Text excerpt >>
In men, symptoms include:
Pain when peeing
a discharge from the penis
Irritation or pain in the penis
‘Although mycoplasma genitalium bacteria have been known about since the 1980s, it’s only more recently we’ve confirmed that they’re sexually transmitted,’ says Dr O’Sullivan.
‘Mycoplasma is a really common cause of non-specific urethritis in men,’ says Dr Preethi Daniel, a GP specialising in sexual health at London Doctors Clinic.
‘This is irritation of the urethra, the pipe that carries your urine out. Non-specific implies there is no gonorrhoea. This can mean discomfort in the penis, pain when passing urine, discharge and even testicular pain’.
In women she explains, there are studies that show mycoplasma can cause bleeding after sex, inflammation of the cervix and pelvic inflammatory disease.
‘There is also a link between mycoplasma and premature births and spontaneous abortions,’ says Dr Daniel.
‘These symptoms are all much the same as what people might experience with chlamydia and gonorrhoea, so it can be mistaken for either,’ she says..
‘The majority of people however will not have any symptoms at all much like chlamydia’, says Dr Daniel. The new guidelines say people who have a partner with mycoplasma but do not have symptoms should also be treated.
How is MG trasmitted?

Problem statement >> Continue the piece on mycoplasma genitalium from where it stops.

Records shown >>
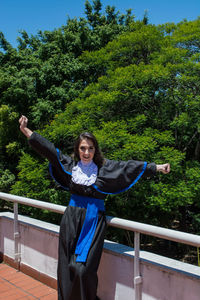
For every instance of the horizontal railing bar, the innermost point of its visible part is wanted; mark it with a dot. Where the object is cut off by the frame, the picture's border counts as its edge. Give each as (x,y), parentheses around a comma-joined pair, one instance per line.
(164,233)
(32,202)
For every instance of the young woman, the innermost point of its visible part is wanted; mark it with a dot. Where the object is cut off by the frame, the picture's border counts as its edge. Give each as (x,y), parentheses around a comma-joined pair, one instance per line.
(89,178)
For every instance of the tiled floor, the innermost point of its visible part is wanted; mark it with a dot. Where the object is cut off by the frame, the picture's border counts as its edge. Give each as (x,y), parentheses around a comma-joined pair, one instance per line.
(16,285)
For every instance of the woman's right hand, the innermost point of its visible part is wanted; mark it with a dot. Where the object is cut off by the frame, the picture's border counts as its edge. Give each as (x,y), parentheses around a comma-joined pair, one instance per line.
(23,121)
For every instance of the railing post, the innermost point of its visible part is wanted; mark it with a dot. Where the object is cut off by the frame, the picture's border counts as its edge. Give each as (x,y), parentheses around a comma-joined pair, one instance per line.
(137,275)
(17,253)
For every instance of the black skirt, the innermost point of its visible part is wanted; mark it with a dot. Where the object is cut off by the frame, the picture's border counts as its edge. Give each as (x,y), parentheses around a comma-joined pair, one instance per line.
(78,281)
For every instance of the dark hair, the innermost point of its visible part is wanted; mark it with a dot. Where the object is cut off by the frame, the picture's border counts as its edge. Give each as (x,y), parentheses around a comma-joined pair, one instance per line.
(98,157)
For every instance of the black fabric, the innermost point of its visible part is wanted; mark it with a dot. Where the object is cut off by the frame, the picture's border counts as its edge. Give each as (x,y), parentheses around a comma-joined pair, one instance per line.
(78,281)
(112,177)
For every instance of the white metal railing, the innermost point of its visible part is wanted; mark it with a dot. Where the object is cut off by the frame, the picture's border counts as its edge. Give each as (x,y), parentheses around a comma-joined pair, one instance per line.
(138,228)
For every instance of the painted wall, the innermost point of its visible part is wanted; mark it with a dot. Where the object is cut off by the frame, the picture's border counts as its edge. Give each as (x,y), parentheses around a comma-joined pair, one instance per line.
(163,278)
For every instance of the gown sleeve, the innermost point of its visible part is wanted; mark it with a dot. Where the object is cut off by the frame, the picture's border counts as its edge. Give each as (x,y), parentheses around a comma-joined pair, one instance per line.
(60,165)
(118,176)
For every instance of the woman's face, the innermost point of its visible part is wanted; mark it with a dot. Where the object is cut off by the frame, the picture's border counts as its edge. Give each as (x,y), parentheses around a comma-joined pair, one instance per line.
(86,151)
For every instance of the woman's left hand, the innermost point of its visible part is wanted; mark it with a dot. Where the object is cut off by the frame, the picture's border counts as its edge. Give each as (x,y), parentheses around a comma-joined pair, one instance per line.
(165,168)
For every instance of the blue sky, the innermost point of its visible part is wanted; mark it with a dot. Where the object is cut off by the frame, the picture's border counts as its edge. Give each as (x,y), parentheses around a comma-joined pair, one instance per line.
(42,15)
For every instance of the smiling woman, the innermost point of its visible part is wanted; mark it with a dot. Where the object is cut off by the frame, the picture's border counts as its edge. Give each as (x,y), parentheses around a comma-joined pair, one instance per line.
(89,178)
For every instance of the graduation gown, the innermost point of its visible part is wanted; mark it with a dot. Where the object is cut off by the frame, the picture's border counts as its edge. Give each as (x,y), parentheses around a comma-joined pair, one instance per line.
(78,280)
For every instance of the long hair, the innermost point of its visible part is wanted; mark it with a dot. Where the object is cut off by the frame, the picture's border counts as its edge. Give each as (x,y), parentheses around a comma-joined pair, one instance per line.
(98,157)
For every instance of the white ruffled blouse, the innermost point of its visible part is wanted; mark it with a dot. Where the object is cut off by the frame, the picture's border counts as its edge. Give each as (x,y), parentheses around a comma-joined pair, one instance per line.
(84,174)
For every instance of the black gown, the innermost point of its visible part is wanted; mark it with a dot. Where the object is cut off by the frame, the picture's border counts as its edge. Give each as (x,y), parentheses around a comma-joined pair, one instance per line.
(78,280)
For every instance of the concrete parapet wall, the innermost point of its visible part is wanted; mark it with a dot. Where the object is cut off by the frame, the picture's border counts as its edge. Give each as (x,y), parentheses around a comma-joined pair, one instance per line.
(163,278)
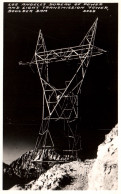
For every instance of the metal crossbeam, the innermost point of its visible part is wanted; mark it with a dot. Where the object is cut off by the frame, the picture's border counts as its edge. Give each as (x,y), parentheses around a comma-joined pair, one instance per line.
(62,104)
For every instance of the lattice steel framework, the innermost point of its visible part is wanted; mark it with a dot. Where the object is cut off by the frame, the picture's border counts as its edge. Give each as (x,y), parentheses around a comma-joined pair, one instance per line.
(62,104)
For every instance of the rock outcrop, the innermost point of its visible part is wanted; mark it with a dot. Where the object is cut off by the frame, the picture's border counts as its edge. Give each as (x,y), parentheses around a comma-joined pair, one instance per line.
(96,174)
(68,176)
(104,174)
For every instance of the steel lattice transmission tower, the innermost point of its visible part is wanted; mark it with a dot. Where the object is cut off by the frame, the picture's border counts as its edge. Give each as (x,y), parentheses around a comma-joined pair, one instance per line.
(62,104)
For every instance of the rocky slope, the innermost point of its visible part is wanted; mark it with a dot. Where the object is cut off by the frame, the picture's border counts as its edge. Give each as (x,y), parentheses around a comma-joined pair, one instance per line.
(68,176)
(96,174)
(104,174)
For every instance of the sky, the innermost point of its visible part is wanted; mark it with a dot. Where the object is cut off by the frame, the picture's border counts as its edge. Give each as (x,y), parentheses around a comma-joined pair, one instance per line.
(22,94)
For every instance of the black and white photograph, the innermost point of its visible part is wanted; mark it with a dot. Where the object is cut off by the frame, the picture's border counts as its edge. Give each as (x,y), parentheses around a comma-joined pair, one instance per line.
(60,96)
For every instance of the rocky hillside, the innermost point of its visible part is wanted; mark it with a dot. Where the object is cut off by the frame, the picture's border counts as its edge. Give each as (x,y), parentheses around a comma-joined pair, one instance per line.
(68,176)
(96,174)
(104,174)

Reply to the exercise >>
It’s transmitted through vaginal and anal sex.
Younger age and multiple sexual partners are some of the risk factors and it’s slightly more prevalent in women than men. And yes, condoms do protect from it.
Though a 2015 study found no cases of MG in people who had only had oral sex, it’s better to be safe than sorry.
How do you get tested?
‘A test for MG. isn’t usually included as part of a routine STI screening, which helps explain why not many people have heard of it,’ says Dr O’Sullivan. ‘But we hope this will change now the new guidelines have been released’.
‘Testing is recommended in anyone experiencing symptoms and current partners of anyone infected with mycoplasma,’ says Dr Daniel. ‘It is not necessary to get tested if you are not having symptoms (unlike in chlamydia).
‘The most useful test is the first pass of urine in men and a vaginal swab in women,’ Dr Daniel explains. ‘There is still not enough information on the incubation period so it is unclear when we should test for mycoplasma. It is widely accepted however, that sensitive tests will pick up early infection’.
‘If you don’t have any symptoms, you might be able to order a free STI testing kit from your local sexual health service,’ says Dr O’Sullvan. ‘However, if you have any symptoms you should always visit a service (such as a sexual health clinic or your GP) in person.
‘Many people with STIs don’t have any signs or symptoms at all, so don’t assume you’ll always be able to tell whether someone has an STI,’ she warns.
‘To reduce your risk, it’s far better to practice safer sex and use condoms, especially as they’re the only type of contraception that can help prevent you getting or passing on STIs. You can find out more on FPA’s Sexwise website.’
Can MG be treated?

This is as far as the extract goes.